▶ **Document section**

--- Begin ---

The secret hideout or Why you should stay close when your child has a meltdown

I don’t know what it is these days, but come 4:30/5:00 meltdowns seem just another part of our busy day. This particular day wasn’t any different.

Except it was.

Perhaps it was the much needed Thanksgiving break. Whatever it was, I was seeing/hearing/feeling much more clearly.

So here we are, 4:30 on the nose, plopping our tired selves down on our welcoming couches. Mondays hurt. And Mondays after the Thanksgiving holiday hurt even more.

I offer snacks and a favorite episode to decompress before we get the dinner/homework/bath/bedtime shuffle into high gear.

Little Sister has other plans…“I want my secret hideout, Mommy. I need to sleep in there.”

And I know already that I must very carefully, delicately, and skillfully deliver my next line. Or else.

The problem? Her “secret hideout” is the Christmas tree box that just the day before we had packed back into that deep under the stairs closet while cleaning up after a very messy Christmas decorating day. No way was I going to fish that thing out. Are you kidding me?!?

“Oh, honey, remember we packed it away? You gave it a hug good-bye until it’s time to clean up after Christmas. Want me to help you make a new secret hideout?”

Brilliantly crafted on the fly, don’t you think? And I did deliver it as gently and lovingly as I could.

NO!!!

Cue tears/begging/pleading/throwing self on couch.

I quickly realize there’s not going to be an easy way out of this one. Hello meltdown. Goodbye best laid plans.

So the tears and tantrum continue.

I’m so tempted to banish her to her bedroom until she’s “ready to use her nice words” or “to apologize for yelling”.

I almost do.

Until I stop for a minute and sit down on the couch next to where she’s sprawled out on the floor. I just look at her. Think about what I should do. Because quite honestly, it feels like I should do something. I’m momentarily at a loss.

It’s so hard not to react to her tears, her anger, her strong emotion. It’s no longer just about her lost secret hideout. It’s everything and I’m a bad mom.

Finally, I pick her up as gently as I can. She resists, but I let her know we need to go relax in her room. I seriously consider just leaving her there. But instead, I stay. I sit on her bed. She still has some crying and stomping to do. So she does.

I wait.

In those moments I still doubt what I’m doing. What am I doing? Waiting? For what? I honestly don’t know.

Then suddenly she joins me on her bed. Plops herself right next to me and collapses into my arms. I wrap my arms around her and know exactly at that moment what I was waiting for.

The storm had passed and now she needed me. Needed to know I’d still be there. That I wouldn’t abandon her at the height of her anger, sadness, or disappointment. And I was there. Ready to accept her back into my open arms. No questions asked.

I don’t even really recall what happened next. All that mattered was that we both were relieved and ready to forge on with the evening plans. She was ready for a snack and some cuddles on the couch and I felt pretty darn good about finally doing the right thing in the midst of a tantrum.

--- End ---

▶ **Data section**
--- Begin ---

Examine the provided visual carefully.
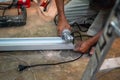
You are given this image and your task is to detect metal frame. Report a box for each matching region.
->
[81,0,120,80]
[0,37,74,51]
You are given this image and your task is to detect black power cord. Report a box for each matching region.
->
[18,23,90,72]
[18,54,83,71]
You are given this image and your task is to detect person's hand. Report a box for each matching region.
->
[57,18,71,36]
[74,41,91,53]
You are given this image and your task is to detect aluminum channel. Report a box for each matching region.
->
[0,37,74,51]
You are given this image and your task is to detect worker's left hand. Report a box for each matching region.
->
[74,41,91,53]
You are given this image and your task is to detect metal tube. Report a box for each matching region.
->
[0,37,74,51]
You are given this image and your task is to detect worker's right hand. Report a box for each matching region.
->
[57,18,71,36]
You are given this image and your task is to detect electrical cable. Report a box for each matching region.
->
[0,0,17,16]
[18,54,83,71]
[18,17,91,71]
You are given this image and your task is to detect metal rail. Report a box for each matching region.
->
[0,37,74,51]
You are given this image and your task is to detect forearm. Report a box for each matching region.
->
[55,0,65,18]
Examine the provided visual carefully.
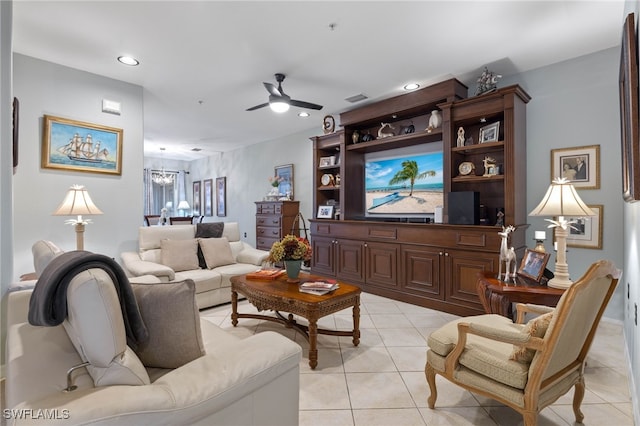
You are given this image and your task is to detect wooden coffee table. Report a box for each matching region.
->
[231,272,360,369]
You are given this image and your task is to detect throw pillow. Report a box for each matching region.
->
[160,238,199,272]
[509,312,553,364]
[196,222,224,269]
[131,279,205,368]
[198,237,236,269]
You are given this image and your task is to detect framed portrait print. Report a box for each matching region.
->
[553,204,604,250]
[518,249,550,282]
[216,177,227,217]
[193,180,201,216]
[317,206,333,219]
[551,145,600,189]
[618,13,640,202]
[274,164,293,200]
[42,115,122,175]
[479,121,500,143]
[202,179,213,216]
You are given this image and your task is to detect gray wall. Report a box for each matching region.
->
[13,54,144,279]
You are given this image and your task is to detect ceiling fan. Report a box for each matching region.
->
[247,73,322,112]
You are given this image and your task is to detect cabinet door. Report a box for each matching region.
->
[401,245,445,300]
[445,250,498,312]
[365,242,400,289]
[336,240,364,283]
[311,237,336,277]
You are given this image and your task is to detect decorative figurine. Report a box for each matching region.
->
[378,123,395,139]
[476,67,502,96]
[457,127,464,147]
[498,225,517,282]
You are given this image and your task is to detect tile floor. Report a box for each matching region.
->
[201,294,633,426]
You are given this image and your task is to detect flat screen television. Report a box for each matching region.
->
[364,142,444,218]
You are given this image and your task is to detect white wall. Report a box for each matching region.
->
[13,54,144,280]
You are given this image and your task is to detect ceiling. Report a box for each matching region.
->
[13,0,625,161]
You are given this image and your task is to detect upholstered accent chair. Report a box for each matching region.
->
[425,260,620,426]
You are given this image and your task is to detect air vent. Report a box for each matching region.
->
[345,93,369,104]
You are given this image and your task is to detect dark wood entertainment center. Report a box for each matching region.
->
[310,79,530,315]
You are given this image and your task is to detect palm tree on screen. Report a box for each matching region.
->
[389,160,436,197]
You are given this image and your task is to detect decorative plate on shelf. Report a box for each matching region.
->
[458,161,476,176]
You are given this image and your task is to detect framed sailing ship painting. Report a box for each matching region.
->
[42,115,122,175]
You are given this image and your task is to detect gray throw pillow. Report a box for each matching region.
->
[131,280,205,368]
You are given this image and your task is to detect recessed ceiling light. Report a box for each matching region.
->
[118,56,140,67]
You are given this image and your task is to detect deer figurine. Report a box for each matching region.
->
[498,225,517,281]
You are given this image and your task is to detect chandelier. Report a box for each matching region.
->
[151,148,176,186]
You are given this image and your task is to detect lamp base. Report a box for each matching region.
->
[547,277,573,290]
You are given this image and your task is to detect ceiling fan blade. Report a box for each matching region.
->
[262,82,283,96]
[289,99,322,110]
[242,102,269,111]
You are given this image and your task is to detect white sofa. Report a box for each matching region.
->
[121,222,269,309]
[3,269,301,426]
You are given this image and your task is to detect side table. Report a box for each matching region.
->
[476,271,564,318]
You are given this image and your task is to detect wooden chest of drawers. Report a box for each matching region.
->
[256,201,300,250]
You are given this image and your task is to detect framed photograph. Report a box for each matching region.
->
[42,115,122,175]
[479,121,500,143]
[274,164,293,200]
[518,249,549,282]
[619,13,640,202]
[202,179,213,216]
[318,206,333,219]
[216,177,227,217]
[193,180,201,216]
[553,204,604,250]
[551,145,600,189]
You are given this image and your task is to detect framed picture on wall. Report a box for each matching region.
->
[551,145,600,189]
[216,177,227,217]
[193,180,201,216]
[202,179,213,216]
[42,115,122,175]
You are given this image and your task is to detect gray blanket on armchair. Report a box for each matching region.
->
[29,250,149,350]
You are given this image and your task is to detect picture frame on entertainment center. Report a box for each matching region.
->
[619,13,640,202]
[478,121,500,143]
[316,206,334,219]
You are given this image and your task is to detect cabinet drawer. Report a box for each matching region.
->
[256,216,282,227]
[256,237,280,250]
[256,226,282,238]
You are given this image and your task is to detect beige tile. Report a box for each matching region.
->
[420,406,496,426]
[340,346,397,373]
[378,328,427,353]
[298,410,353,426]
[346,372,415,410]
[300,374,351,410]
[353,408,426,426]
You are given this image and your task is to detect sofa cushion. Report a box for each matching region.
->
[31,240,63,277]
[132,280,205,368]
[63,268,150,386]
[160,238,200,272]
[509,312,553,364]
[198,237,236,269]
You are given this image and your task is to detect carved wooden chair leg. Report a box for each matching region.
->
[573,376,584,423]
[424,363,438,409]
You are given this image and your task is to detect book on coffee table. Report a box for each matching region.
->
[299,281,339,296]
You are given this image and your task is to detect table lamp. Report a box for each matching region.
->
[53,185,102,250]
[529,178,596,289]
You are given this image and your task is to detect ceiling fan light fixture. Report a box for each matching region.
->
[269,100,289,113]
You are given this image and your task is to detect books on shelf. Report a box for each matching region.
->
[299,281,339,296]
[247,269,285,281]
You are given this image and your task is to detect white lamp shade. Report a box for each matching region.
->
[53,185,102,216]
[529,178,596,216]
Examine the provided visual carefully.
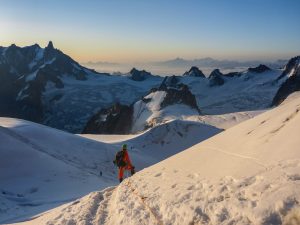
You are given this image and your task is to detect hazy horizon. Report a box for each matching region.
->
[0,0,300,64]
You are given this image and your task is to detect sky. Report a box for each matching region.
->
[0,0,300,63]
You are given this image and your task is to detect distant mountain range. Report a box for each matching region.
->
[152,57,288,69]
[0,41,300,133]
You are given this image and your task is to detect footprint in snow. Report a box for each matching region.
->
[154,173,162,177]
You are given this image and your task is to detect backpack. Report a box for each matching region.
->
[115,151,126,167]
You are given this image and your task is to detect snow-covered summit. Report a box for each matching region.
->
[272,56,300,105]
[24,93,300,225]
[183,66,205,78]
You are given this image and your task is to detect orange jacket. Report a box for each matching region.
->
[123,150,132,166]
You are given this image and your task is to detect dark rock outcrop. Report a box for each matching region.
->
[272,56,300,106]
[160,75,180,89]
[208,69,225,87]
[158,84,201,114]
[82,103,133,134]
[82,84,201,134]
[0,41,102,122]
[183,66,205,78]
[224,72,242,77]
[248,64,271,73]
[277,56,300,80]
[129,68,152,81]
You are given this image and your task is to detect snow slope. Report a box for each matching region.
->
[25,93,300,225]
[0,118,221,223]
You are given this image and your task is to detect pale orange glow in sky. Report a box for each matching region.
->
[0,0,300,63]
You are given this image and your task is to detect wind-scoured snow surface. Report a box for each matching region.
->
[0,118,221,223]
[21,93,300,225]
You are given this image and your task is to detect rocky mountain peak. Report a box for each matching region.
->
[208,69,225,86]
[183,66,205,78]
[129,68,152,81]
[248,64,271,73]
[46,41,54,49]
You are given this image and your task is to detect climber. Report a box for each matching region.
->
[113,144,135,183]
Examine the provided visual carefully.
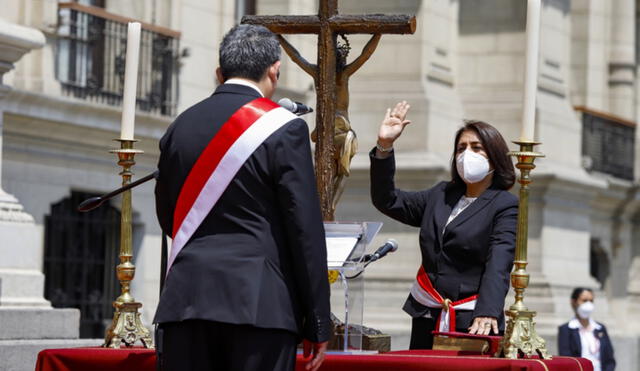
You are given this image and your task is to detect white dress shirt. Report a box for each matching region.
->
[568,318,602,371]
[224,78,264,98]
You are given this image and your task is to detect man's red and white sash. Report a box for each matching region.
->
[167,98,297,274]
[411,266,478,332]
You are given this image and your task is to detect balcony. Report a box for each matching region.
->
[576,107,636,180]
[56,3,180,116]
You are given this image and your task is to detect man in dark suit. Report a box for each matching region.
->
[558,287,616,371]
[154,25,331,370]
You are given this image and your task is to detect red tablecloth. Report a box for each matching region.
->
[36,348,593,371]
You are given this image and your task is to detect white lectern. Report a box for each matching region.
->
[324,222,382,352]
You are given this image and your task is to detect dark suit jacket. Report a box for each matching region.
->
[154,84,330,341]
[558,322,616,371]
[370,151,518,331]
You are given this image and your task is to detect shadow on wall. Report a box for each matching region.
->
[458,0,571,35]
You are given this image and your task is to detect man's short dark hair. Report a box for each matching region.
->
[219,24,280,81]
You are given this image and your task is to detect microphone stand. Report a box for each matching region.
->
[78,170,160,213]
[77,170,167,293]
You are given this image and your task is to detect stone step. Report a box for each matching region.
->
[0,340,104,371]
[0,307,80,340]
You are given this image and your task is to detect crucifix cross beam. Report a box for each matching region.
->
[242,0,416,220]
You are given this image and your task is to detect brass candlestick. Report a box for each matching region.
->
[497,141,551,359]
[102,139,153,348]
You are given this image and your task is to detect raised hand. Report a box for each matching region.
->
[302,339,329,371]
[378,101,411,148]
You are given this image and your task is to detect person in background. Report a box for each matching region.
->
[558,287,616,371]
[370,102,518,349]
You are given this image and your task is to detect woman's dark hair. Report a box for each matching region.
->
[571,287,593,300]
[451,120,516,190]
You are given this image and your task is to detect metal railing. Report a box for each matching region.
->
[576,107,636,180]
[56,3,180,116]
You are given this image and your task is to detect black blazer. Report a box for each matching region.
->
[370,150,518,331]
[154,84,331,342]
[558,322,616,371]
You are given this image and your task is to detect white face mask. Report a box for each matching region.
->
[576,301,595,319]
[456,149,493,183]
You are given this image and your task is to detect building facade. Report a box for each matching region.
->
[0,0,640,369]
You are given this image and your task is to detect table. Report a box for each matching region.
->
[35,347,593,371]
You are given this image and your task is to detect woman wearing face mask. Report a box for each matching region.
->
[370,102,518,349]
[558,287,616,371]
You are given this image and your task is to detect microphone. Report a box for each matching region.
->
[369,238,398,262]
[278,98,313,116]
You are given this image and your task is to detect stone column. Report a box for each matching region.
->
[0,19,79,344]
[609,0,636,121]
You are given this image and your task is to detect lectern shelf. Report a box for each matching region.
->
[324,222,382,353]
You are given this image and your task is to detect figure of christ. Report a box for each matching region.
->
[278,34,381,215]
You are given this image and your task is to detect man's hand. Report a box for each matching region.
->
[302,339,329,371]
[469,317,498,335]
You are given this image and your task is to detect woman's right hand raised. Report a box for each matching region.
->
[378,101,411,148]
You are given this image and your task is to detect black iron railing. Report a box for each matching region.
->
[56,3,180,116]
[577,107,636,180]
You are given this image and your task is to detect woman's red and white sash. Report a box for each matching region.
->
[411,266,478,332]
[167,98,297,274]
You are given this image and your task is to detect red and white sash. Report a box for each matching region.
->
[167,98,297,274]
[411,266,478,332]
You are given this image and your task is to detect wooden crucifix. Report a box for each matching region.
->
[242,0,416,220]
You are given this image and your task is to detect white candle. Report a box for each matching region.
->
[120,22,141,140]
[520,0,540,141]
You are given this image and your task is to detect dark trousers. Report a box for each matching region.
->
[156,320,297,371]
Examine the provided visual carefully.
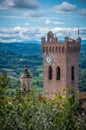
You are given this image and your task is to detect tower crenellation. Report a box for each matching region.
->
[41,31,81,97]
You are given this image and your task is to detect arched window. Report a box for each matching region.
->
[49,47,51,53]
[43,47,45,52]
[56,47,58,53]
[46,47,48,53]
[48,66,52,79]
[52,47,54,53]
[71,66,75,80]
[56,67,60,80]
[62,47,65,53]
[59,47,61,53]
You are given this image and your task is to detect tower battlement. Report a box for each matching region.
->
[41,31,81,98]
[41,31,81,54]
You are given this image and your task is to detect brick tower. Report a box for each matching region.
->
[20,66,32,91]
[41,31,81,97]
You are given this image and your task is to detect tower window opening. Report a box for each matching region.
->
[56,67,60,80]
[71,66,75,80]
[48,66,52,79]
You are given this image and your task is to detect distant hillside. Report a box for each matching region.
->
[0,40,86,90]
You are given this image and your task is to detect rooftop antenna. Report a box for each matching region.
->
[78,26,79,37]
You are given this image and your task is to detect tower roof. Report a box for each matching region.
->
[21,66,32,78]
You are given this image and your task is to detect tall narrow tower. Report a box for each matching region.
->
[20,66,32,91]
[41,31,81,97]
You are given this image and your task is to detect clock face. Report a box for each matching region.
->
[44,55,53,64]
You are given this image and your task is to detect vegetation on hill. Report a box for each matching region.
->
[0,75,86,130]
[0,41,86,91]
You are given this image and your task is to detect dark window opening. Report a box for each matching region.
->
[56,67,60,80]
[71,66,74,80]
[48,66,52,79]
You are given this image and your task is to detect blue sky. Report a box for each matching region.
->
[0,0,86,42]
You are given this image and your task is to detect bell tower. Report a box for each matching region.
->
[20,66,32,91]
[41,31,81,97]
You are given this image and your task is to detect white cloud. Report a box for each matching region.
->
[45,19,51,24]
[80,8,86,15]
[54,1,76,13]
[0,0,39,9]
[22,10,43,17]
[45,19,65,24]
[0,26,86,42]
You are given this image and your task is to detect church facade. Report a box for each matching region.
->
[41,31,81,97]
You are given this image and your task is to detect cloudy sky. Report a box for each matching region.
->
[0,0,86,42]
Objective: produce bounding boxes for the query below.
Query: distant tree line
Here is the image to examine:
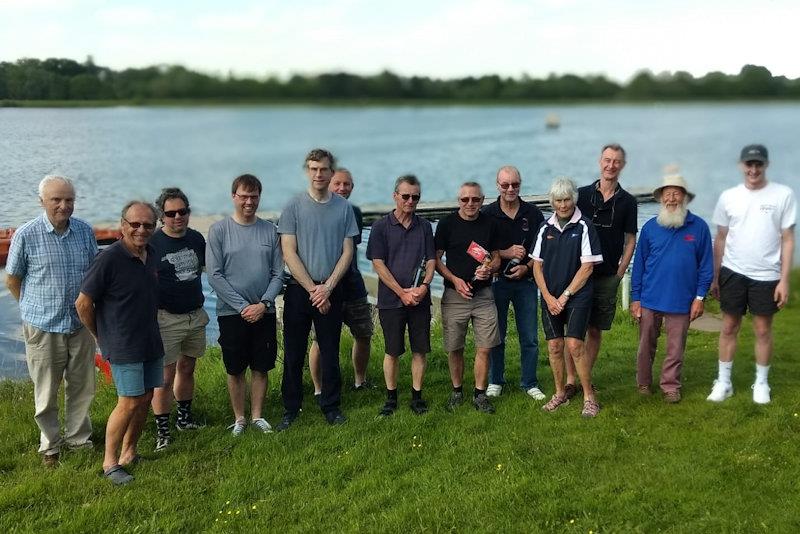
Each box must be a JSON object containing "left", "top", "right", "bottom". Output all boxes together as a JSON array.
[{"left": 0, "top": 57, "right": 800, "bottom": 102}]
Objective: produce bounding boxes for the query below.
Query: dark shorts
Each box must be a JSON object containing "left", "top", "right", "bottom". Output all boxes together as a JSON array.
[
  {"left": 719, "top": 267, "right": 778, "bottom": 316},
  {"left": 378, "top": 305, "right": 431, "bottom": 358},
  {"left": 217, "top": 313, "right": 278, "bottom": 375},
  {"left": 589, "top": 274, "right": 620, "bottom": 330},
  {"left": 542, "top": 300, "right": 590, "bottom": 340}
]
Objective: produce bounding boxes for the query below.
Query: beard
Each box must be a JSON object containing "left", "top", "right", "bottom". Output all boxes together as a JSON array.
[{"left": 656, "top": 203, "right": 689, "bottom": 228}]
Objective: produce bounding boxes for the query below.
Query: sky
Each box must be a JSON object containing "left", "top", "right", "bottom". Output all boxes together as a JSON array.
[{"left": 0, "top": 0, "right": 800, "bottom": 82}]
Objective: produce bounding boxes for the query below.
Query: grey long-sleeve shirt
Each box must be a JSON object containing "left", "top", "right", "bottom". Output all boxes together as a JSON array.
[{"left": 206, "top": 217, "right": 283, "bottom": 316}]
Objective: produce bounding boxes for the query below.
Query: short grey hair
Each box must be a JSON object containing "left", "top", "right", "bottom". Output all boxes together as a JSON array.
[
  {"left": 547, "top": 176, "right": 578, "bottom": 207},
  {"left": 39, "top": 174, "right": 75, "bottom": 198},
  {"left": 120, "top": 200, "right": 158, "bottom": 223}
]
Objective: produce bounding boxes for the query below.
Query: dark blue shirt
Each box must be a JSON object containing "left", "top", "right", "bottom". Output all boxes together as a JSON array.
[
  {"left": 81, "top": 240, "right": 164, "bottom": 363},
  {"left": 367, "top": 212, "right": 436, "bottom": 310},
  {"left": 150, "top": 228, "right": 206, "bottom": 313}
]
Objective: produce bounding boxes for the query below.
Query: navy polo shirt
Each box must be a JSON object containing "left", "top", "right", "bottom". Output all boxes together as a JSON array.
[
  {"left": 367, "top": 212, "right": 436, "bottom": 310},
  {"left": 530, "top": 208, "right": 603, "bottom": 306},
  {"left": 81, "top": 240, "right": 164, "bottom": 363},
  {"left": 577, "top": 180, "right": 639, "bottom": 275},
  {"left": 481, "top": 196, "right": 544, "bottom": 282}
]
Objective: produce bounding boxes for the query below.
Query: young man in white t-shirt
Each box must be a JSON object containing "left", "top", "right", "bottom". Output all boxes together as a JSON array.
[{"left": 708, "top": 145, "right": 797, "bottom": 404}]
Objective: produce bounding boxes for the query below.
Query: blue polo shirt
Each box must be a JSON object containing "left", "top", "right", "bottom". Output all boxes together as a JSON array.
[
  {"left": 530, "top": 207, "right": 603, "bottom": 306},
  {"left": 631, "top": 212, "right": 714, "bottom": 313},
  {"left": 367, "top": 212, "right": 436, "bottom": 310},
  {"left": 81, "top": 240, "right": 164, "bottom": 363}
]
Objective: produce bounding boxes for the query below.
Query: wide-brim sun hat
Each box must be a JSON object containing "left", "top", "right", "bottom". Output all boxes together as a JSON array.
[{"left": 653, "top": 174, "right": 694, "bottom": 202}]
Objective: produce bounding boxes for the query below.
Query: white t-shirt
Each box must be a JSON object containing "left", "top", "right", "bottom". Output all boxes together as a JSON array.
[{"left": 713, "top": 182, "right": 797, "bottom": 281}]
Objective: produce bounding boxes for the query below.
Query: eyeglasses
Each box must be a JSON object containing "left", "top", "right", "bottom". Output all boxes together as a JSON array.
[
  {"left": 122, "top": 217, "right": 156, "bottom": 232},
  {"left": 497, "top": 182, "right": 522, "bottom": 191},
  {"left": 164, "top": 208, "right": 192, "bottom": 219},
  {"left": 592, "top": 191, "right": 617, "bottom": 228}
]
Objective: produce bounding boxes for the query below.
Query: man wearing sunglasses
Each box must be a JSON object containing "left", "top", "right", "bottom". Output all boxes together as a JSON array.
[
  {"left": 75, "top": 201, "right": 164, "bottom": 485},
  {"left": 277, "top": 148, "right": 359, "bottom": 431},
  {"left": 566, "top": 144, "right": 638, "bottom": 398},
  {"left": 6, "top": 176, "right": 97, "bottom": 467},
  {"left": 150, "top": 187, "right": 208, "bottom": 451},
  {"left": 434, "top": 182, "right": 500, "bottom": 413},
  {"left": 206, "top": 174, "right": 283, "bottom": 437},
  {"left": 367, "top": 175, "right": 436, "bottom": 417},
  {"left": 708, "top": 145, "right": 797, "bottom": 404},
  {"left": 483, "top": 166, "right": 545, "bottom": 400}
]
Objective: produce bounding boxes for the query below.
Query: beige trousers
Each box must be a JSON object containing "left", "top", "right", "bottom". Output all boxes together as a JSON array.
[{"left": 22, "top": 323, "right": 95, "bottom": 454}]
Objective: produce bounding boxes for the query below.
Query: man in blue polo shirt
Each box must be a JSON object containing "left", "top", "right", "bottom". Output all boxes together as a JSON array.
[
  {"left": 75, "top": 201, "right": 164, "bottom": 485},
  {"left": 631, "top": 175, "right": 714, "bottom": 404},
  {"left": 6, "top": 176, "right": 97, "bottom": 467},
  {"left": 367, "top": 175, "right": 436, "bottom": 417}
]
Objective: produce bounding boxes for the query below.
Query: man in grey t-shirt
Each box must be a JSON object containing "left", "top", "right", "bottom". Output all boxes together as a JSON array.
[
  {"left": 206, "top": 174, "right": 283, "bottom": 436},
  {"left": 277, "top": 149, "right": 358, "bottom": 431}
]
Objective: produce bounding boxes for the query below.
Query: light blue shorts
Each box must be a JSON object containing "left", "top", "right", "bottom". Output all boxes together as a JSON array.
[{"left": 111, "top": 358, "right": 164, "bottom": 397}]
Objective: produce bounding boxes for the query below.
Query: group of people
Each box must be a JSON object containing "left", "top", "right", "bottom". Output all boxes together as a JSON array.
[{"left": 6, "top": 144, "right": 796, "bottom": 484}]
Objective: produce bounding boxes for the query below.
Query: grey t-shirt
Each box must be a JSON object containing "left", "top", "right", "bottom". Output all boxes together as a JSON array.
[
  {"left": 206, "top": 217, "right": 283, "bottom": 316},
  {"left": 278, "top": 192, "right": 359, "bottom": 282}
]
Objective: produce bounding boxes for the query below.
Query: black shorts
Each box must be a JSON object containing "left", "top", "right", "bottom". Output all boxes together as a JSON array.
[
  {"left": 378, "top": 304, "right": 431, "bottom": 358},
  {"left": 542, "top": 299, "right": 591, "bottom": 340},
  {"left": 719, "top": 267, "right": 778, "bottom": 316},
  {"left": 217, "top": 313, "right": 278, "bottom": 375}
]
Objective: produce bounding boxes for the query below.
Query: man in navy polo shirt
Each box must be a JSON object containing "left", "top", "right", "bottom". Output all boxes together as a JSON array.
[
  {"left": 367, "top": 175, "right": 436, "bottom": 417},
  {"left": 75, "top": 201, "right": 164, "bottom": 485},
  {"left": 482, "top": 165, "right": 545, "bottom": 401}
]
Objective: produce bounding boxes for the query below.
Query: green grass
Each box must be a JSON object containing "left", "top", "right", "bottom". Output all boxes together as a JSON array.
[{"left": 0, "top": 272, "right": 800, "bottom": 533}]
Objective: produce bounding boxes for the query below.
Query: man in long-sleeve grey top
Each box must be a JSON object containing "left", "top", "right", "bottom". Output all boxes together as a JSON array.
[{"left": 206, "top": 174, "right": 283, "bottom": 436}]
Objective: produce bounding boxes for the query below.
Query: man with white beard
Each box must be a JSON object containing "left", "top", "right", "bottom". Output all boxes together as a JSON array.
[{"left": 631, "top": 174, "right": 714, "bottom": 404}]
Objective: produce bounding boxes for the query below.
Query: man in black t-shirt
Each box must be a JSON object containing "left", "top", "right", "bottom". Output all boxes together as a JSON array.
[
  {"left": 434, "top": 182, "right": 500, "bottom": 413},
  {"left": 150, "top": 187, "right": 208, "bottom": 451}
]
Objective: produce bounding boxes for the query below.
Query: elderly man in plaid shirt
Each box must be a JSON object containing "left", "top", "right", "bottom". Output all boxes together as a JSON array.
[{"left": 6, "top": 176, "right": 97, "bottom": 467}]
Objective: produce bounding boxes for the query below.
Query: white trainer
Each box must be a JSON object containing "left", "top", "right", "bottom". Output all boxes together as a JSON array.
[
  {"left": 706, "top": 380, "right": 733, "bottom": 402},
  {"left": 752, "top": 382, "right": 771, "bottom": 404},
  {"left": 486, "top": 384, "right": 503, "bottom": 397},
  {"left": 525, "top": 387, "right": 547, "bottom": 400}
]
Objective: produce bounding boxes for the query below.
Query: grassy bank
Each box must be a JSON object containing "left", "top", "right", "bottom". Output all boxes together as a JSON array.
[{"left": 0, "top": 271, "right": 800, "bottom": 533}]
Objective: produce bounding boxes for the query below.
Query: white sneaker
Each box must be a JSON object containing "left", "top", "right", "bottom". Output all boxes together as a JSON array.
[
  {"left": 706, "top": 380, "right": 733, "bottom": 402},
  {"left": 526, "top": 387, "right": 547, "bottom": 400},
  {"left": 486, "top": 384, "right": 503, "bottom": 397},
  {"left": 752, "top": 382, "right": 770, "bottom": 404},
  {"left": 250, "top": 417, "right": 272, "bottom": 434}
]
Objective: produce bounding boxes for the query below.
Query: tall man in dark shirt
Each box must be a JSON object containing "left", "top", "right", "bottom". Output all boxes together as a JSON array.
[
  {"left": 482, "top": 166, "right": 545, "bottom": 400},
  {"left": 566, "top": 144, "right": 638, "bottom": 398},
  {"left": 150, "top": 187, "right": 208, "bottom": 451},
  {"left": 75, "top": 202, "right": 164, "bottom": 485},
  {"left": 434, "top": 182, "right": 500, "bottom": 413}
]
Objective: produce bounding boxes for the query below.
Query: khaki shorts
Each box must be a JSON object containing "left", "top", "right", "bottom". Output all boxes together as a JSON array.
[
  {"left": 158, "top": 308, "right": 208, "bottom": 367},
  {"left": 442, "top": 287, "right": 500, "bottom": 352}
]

--- End ---

▶ **Task list**
- a) Print the passage of the meltdown post starting at "It’s so hard" and ending at "was waiting for.".
- b) List the parts of the evening shuffle named in the meltdown post.
The data won't be needed for this.

▶ **Final answers**
- a)
It’s so hard not to react to her tears, her anger, her strong emotion. It’s no longer just about her lost secret hideout. It’s everything and I’m a bad mom.

Finally, I pick her up as gently as I can. She resists, but I let her know we need to go relax in her room. I seriously consider just leaving her there. But instead, I stay. I sit on her bed. She still has some crying and stomping to do. So she does.

I wait.

In those moments I still doubt what I’m doing. What am I doing? Waiting? For what? I honestly don’t know.

Then suddenly she joins me on her bed. Plops herself right next to me and collapses into my arms. I wrap my arms around her and know exactly at that moment what I was waiting for.

- b) Dinner, homework, bath, bedtime